[EXERCISE DATA Boundary: Start]
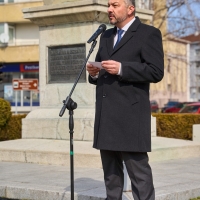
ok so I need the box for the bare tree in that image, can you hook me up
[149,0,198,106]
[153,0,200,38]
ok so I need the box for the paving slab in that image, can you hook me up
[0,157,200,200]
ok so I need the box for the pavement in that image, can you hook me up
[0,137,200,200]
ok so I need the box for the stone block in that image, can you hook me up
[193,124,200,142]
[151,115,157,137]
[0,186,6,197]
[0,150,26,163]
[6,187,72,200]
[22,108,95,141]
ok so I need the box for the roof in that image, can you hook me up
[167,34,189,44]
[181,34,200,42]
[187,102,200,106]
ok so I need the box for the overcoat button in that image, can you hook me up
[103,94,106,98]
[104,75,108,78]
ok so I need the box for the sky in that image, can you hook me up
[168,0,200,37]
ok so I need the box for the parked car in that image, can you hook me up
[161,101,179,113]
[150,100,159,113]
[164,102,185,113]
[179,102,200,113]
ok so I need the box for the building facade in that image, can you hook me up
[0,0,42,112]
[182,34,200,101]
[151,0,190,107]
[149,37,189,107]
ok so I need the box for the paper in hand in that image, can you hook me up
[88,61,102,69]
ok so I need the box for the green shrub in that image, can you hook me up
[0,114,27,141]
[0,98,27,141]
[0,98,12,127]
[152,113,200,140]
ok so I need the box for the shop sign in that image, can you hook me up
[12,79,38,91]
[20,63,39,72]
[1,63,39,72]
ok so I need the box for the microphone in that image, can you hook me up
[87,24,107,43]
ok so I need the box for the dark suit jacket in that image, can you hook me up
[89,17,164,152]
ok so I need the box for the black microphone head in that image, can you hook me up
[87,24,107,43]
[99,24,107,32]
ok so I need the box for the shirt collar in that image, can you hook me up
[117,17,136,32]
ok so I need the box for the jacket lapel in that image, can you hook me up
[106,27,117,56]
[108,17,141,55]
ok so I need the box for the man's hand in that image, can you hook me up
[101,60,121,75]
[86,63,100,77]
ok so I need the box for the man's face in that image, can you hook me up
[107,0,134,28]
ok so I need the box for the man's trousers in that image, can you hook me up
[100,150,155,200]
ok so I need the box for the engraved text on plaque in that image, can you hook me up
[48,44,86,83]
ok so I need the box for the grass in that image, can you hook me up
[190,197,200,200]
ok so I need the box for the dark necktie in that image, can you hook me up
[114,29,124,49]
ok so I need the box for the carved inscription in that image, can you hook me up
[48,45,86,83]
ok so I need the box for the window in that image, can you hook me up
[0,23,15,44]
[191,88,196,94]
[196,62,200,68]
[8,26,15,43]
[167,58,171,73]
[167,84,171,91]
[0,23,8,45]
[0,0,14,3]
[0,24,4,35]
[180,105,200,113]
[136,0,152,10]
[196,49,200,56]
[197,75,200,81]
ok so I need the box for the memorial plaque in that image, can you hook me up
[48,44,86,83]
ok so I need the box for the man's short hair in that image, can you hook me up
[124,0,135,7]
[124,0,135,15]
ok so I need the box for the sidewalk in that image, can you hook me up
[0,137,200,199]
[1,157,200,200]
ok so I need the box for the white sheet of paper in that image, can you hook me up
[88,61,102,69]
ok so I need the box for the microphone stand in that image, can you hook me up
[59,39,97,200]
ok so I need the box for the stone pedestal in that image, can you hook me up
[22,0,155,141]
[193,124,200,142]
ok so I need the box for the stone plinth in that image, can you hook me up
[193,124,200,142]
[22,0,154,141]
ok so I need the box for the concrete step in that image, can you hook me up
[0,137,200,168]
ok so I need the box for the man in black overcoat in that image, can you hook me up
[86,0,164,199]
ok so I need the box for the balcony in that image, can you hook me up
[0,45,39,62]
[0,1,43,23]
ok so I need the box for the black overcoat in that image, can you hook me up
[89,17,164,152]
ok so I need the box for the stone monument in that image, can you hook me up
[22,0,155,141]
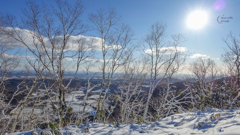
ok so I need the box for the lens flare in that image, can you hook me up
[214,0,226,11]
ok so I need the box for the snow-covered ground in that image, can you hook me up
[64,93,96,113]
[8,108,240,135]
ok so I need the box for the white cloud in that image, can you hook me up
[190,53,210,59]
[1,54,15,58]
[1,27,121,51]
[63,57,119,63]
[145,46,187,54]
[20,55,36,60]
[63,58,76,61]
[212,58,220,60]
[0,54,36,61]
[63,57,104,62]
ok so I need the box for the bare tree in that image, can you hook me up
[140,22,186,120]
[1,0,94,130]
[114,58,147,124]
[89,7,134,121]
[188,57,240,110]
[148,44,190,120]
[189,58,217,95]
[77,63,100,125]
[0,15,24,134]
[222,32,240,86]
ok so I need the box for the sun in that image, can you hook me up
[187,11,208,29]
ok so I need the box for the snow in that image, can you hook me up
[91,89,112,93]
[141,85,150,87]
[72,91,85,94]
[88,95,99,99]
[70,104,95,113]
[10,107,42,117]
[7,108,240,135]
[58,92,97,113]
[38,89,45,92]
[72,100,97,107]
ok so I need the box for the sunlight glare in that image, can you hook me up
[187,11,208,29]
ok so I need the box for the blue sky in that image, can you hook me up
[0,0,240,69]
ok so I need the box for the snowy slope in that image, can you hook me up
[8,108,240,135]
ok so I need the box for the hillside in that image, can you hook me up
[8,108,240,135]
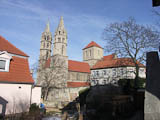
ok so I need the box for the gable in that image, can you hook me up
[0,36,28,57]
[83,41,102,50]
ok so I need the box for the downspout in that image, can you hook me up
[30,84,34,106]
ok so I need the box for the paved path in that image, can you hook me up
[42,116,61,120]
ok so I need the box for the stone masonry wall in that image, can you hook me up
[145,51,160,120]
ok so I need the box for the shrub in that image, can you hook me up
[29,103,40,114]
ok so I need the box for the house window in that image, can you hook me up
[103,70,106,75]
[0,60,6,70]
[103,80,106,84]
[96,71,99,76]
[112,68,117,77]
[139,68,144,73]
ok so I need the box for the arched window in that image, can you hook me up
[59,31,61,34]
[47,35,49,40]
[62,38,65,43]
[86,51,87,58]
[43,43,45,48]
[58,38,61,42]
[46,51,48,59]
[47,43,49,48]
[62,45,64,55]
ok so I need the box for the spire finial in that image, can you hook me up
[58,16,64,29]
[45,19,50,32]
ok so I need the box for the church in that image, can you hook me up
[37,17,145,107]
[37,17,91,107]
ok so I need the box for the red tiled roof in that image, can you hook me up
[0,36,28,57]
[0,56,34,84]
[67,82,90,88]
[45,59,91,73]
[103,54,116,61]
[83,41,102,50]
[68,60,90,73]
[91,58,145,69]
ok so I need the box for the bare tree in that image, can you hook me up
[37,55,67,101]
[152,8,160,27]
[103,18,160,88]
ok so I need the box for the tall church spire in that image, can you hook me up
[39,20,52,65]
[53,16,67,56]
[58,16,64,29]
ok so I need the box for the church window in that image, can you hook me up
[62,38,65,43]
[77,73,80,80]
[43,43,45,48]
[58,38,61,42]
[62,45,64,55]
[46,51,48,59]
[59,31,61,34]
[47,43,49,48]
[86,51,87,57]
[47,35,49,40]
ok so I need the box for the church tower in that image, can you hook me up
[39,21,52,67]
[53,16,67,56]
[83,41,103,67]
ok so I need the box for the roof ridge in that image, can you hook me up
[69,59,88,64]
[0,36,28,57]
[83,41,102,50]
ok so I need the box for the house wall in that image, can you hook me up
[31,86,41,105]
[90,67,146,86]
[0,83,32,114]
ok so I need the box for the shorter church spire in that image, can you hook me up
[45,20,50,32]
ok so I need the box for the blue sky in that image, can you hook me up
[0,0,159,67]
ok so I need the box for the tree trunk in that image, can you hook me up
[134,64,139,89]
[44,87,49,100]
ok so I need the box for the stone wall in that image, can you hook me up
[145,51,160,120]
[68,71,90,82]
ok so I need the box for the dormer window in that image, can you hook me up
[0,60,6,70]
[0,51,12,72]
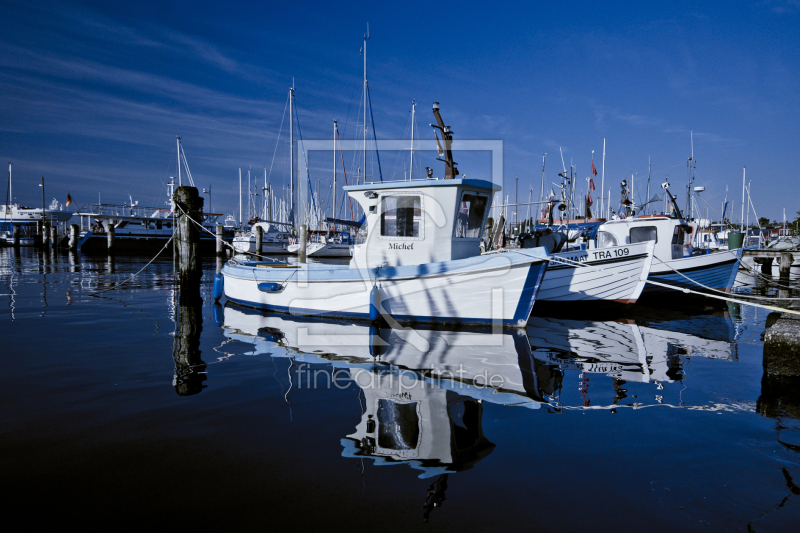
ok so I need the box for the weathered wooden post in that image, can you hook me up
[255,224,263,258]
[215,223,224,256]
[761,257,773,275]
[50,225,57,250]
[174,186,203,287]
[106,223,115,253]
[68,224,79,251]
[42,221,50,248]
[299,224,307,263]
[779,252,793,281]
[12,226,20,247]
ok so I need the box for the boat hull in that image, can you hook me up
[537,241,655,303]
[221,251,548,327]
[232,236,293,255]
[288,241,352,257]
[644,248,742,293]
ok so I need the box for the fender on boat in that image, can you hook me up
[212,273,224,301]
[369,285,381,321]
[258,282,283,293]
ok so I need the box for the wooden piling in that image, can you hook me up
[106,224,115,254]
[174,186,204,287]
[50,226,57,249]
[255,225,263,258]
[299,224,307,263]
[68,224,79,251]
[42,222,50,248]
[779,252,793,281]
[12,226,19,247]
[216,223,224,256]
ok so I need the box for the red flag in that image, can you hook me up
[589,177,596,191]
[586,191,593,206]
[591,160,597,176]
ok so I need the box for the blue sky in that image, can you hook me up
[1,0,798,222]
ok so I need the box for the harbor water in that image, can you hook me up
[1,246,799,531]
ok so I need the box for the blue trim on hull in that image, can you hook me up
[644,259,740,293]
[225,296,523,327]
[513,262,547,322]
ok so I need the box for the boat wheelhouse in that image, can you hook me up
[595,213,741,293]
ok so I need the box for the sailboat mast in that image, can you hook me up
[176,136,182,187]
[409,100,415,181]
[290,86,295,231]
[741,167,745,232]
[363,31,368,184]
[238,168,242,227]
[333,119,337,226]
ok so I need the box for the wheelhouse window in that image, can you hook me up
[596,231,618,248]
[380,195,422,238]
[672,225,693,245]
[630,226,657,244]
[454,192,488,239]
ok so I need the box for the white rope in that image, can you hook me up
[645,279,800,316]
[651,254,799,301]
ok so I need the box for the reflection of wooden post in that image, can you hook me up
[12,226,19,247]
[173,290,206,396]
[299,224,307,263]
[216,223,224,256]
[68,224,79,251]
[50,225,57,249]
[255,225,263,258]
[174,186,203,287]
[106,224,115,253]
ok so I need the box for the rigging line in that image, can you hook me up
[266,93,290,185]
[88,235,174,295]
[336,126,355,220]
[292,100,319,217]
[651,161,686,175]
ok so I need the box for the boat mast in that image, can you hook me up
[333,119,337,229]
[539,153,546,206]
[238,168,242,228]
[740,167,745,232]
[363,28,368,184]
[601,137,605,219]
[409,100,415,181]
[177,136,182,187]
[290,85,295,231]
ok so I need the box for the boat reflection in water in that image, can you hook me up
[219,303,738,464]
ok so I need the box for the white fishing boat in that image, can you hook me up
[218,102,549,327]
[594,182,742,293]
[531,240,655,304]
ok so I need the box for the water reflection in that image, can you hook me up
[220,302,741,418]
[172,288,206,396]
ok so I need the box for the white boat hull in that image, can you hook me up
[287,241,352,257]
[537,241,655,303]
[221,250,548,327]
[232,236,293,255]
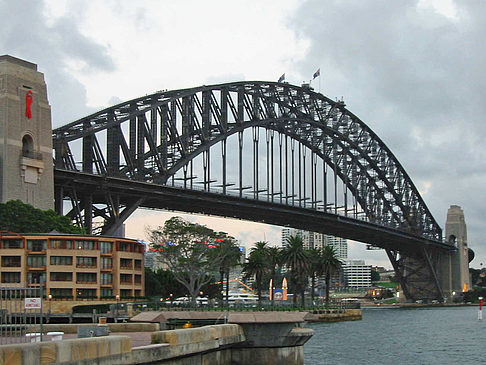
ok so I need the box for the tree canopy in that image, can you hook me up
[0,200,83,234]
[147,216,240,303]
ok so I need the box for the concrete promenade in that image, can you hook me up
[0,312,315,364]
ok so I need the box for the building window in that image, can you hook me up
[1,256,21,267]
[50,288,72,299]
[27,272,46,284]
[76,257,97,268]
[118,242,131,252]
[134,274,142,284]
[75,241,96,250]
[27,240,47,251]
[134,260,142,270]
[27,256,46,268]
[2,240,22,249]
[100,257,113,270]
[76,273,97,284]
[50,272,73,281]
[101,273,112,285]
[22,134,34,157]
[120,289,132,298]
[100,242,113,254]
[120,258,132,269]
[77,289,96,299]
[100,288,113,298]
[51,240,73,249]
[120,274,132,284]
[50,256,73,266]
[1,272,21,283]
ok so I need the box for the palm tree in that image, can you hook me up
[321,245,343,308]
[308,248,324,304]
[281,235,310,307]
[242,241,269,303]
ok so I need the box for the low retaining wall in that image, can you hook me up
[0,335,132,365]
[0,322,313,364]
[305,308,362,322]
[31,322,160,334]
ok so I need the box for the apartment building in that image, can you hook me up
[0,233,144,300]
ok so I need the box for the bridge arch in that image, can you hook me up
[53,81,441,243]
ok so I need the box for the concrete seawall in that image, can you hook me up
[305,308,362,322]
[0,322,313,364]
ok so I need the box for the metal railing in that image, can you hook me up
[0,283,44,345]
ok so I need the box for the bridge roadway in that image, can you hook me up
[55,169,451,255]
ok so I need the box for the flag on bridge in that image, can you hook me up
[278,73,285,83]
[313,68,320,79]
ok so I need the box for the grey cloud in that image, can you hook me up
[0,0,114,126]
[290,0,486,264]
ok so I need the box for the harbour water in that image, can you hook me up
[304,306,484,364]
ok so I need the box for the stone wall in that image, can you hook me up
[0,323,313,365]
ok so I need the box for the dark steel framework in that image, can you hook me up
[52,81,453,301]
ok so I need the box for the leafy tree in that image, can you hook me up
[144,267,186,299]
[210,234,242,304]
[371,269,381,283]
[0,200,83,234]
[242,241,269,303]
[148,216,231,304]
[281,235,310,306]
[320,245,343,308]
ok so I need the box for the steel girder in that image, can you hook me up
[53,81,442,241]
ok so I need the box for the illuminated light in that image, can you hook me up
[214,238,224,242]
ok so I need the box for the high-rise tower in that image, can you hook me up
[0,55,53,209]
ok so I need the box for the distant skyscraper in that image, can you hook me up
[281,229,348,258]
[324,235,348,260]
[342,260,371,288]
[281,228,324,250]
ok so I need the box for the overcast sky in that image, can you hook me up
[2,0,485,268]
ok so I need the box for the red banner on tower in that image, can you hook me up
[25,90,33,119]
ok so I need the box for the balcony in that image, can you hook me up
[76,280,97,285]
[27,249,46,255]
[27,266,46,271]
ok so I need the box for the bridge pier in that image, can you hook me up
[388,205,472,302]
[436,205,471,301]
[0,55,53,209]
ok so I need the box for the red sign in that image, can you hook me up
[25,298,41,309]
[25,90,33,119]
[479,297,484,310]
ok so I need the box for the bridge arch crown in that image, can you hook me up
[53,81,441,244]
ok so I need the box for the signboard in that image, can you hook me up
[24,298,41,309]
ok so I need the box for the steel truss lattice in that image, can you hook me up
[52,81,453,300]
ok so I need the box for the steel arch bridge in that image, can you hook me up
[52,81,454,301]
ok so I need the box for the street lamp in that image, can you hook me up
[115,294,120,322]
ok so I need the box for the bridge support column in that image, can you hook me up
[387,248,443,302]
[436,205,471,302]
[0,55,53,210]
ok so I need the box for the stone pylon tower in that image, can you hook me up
[EXERCISE DATA Boundary: End]
EXERCISE DIRECTIONS: Output nothing but the lines from the one with "ok so I need the box for the street" through the last line above, each exactly as it stands.

SOLUTION TO THIS TASK:
ok so I need the box for the street lamp in that image, can you hook me up
[115,294,120,322]
ok so I need the box for the bridge support column in that image, can you hook me up
[387,248,443,302]
[436,205,471,302]
[0,55,53,210]
ok so I need the box for the stone pylon tower in that image, can you hook me up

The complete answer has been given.